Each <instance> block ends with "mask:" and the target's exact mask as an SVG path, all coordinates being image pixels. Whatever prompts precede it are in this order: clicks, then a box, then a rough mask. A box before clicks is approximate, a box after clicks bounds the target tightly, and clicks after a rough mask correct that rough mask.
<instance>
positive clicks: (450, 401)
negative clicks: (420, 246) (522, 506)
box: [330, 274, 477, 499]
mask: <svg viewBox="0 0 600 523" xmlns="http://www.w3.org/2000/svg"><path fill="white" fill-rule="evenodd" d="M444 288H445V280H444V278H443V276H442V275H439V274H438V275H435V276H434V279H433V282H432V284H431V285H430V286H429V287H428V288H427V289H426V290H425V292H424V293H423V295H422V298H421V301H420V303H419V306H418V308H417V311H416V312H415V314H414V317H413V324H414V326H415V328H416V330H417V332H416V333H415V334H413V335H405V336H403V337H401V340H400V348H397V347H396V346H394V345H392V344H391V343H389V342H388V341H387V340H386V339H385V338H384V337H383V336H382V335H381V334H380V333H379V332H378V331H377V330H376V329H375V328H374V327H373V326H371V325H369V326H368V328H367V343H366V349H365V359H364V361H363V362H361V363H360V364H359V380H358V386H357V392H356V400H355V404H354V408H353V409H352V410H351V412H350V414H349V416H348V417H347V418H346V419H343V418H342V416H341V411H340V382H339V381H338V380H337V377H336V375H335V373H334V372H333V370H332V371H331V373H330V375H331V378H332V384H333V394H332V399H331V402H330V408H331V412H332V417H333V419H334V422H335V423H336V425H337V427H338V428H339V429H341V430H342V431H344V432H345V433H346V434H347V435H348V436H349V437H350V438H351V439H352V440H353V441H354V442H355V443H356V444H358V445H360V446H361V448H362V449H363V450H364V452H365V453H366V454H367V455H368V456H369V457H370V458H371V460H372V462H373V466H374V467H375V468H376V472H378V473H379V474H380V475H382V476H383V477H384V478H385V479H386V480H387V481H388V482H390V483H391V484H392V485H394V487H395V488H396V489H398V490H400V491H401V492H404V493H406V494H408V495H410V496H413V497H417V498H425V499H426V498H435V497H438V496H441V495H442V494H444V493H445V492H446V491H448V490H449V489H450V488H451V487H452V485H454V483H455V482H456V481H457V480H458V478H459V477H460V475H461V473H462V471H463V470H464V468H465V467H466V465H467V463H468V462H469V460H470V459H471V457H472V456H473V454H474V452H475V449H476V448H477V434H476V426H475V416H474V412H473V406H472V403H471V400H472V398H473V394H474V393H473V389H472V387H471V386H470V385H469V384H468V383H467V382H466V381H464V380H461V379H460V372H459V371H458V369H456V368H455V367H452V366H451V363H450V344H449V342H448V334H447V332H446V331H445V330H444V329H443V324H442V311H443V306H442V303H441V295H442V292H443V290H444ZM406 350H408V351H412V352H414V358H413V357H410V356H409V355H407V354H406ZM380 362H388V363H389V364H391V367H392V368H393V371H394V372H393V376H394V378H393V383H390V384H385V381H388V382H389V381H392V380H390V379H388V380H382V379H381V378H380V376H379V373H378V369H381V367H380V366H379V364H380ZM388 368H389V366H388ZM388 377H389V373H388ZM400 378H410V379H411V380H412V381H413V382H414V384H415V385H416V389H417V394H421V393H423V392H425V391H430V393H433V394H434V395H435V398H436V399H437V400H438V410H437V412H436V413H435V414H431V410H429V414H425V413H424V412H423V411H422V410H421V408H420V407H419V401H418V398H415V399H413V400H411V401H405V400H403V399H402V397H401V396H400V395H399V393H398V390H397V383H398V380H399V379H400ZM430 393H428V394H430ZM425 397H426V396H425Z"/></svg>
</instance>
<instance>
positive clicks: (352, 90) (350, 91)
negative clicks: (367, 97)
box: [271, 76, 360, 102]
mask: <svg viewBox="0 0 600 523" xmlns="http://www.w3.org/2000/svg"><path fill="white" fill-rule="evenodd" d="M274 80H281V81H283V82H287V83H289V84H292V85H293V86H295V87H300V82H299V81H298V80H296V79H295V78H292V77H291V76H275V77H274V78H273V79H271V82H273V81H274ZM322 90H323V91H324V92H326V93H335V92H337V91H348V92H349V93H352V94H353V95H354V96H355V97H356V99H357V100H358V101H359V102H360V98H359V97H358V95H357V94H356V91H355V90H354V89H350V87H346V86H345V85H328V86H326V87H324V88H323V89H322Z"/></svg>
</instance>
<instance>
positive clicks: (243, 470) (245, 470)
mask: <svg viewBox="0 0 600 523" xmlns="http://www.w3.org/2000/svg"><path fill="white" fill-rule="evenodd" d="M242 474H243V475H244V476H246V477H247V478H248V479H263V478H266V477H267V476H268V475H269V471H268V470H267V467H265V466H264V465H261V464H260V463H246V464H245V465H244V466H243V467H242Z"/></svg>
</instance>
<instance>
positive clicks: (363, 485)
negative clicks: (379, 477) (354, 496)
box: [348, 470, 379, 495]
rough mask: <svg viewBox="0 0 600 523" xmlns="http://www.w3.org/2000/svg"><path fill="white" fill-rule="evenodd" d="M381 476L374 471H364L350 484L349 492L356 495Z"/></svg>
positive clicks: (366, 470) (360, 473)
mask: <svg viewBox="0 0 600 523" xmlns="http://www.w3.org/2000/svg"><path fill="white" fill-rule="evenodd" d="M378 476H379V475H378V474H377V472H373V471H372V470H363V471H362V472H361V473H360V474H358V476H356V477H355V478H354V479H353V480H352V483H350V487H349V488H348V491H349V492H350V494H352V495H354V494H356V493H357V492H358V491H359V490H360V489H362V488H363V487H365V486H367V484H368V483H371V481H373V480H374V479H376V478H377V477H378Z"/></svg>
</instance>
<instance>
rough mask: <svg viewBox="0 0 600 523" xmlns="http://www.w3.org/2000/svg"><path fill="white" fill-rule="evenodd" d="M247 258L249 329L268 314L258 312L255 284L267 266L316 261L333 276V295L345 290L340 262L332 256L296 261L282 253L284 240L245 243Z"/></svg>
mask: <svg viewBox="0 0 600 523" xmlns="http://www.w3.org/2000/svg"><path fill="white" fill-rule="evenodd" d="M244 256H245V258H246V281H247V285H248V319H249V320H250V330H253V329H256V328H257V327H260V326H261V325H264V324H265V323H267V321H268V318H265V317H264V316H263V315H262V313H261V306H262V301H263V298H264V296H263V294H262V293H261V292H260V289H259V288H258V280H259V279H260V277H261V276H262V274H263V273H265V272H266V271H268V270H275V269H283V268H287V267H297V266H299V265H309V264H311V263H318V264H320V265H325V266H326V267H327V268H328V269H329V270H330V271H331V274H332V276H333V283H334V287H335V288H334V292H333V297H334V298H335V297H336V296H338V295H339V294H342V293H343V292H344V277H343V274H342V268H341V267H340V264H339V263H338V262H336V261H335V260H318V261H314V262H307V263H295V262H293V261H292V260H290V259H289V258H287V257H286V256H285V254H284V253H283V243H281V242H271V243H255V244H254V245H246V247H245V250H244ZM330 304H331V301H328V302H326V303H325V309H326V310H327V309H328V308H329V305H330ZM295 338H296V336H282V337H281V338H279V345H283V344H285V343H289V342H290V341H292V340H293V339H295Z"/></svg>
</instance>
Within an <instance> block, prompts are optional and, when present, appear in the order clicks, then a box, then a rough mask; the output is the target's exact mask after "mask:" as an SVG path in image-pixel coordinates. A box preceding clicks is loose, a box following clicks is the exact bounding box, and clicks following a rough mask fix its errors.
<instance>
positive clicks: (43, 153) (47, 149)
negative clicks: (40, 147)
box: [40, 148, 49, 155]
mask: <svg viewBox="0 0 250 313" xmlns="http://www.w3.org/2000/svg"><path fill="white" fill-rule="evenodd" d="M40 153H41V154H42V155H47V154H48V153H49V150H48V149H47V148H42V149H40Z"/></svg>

——

■ **WORK REQUIRED**:
Each line from the top of the entries above through the line containing "negative clicks: (420, 246) (522, 506)" must be transcribed exactly, and no other line may appear.

■ **OUTPUT BELOW**:
Each <instance> block ends with "mask:" and the target's exact mask as an SVG path, all coordinates being image pixels. Whatever prompts precede it are in this order: clicks, then a box, then a rough mask. A box before clicks is approximate, a box after clicks bounds the target tightly, and clicks after a rough mask correct that rough mask.
<instance>
positive clicks: (450, 401)
negative clicks: (420, 246) (522, 506)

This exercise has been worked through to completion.